▶ [What is being asked]: Show, unchanged, every line of the rows below that contains the word "green".

⟨

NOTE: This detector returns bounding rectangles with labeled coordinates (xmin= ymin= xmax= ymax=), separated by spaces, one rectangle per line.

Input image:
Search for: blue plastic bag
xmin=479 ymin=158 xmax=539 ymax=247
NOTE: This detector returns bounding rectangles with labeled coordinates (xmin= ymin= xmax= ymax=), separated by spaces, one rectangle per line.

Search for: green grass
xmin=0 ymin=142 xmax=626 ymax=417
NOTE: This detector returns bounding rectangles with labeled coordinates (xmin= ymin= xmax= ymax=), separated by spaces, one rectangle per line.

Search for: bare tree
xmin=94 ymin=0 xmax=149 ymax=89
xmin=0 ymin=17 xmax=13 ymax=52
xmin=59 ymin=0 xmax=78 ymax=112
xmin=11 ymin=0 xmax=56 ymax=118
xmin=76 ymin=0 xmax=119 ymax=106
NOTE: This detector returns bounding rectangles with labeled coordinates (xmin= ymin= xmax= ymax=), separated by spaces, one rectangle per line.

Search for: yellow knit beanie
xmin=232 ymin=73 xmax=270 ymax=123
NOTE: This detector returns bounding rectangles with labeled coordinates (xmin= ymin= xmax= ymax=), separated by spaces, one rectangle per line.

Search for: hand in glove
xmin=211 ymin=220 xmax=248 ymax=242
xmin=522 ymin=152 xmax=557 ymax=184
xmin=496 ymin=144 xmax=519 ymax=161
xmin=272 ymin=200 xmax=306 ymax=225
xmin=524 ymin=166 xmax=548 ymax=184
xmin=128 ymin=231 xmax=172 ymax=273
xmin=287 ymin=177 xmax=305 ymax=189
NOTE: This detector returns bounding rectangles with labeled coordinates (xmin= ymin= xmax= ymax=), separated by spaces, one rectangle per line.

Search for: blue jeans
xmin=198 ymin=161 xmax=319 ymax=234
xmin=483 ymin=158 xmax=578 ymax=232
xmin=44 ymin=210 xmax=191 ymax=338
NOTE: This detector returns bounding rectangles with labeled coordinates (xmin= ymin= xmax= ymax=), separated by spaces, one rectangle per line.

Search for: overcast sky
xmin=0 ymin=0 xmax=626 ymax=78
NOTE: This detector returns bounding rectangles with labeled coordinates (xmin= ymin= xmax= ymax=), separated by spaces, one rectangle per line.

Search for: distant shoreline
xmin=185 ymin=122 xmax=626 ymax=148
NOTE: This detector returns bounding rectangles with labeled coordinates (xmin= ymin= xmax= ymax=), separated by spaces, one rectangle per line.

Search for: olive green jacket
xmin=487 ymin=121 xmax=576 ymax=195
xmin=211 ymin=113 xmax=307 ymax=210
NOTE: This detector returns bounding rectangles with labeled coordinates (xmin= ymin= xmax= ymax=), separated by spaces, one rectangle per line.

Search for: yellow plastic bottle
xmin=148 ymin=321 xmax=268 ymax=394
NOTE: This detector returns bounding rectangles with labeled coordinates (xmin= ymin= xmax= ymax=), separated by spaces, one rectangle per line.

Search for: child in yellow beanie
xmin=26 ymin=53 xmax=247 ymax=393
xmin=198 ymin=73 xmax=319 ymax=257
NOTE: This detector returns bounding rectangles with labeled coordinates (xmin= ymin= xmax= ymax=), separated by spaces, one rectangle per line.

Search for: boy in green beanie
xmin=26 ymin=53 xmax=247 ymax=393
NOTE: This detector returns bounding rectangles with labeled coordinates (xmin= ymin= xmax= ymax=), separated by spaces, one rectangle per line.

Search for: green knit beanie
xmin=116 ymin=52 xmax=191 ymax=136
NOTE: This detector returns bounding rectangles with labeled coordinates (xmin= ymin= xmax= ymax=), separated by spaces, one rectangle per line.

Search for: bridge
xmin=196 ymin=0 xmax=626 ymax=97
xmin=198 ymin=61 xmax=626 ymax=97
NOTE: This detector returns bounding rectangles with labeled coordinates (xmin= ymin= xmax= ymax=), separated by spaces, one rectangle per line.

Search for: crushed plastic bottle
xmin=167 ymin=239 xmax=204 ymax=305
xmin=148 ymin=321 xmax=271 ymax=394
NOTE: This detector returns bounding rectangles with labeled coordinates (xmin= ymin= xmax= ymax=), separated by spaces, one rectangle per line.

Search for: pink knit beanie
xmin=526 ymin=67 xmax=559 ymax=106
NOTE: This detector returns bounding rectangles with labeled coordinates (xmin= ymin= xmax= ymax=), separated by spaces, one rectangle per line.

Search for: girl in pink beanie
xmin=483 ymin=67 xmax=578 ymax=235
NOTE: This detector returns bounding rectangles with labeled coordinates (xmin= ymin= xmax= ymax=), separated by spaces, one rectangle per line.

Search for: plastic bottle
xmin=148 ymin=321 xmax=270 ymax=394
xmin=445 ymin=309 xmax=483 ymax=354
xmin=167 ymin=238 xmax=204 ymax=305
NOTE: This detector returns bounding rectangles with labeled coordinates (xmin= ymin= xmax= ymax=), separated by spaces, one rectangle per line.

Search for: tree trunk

⟩

▶ [The answer]:
Search for: green grass
Search for: olive green jacket
Search for: boy in green beanie
Search for: green knit beanie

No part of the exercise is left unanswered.